— Begin GIVEN RECORDS —
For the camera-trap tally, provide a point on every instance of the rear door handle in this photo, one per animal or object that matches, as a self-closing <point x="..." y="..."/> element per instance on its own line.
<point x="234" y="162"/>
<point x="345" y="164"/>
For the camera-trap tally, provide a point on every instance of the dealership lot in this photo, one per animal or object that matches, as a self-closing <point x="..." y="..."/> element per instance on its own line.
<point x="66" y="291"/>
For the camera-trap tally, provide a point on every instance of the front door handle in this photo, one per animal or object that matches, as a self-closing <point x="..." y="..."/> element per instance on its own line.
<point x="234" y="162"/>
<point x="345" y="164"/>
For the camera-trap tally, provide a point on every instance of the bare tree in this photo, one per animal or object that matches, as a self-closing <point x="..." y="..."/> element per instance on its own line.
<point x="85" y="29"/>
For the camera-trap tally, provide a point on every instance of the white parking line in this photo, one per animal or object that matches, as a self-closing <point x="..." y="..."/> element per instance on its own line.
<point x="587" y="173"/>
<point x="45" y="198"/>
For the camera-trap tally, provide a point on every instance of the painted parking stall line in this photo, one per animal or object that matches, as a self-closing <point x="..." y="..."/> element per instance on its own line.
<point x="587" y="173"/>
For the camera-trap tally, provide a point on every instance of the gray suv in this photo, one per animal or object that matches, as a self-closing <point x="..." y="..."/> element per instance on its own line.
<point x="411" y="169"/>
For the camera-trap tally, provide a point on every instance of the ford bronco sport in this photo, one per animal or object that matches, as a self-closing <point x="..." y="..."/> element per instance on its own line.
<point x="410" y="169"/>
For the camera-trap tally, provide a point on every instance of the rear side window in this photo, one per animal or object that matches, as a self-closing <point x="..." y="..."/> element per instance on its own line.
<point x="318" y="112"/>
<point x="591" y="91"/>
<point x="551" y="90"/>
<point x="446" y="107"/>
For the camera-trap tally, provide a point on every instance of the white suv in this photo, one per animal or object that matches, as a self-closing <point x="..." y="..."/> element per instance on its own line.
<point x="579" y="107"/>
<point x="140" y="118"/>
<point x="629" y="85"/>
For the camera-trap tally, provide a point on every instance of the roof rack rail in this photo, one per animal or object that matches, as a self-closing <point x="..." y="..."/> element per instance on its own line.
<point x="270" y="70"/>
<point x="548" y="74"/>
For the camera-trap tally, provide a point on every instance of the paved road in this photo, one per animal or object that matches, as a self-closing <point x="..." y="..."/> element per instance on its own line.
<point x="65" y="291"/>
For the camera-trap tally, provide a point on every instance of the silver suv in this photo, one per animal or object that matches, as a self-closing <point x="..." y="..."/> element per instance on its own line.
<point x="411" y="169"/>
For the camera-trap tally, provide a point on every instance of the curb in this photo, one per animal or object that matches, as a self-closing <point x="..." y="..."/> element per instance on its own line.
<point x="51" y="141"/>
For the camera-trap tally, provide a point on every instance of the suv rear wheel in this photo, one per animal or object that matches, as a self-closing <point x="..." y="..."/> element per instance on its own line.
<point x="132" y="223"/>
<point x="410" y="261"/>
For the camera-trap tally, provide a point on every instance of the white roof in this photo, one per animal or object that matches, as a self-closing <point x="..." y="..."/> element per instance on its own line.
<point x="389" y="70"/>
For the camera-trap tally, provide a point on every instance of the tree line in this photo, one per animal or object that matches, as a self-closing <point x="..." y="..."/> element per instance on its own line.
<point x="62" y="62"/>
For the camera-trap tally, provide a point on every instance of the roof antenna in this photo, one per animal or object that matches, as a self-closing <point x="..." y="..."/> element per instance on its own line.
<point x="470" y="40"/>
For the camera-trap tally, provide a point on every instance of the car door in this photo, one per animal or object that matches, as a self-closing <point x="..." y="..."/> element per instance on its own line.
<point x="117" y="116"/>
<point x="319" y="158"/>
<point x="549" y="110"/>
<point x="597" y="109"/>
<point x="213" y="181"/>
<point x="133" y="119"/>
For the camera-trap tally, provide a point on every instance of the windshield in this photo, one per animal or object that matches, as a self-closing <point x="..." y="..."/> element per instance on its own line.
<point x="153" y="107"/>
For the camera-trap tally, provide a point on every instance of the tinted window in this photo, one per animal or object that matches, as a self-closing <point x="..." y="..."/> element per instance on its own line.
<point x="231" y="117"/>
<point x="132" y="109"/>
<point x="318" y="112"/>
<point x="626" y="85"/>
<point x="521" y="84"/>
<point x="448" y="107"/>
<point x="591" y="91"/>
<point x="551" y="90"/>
— End GIVEN RECORDS —
WRITTEN EXERCISE:
Copy the data again, starting with the line that contains "of the tree" and continuing through the end of the data, with the requests included. Add 91 to every x and y coordinate in the answers.

OUTPUT FOR THIS TASK:
For the camera-trap tally, provide a point on every instance of the tree line in this photo, one per animal or object that matches, as a self-closing <point x="..." y="..."/> element per instance on its own line.
<point x="153" y="153"/>
For the camera-trap tally, provide a point on every instance of the roof antenna in this photo, one per animal or object that matches, as a self-closing <point x="..." y="..."/> element per instance on its own line.
<point x="561" y="131"/>
For the camera-trap tally, provide a point on every instance of the car door in this photo, one per animal or object that matches, as a self-closing <point x="..." y="..."/> element per instance on its own line.
<point x="208" y="207"/>
<point x="410" y="249"/>
<point x="640" y="201"/>
<point x="688" y="200"/>
<point x="304" y="272"/>
<point x="224" y="210"/>
For the camera-trap tally, provide a point on every instance of the windshield in this photo, one per animal or object that matches, as a self-closing <point x="..." y="..."/> element per instance on its own line.
<point x="244" y="198"/>
For the camera-trap tally, provide a point on every instance of the tinted window in this photo, one per animal or object that matches, as a self-closing <point x="..." y="..."/> element per instance on its own line.
<point x="322" y="208"/>
<point x="223" y="200"/>
<point x="409" y="203"/>
<point x="717" y="176"/>
<point x="612" y="175"/>
<point x="539" y="198"/>
<point x="682" y="182"/>
<point x="642" y="181"/>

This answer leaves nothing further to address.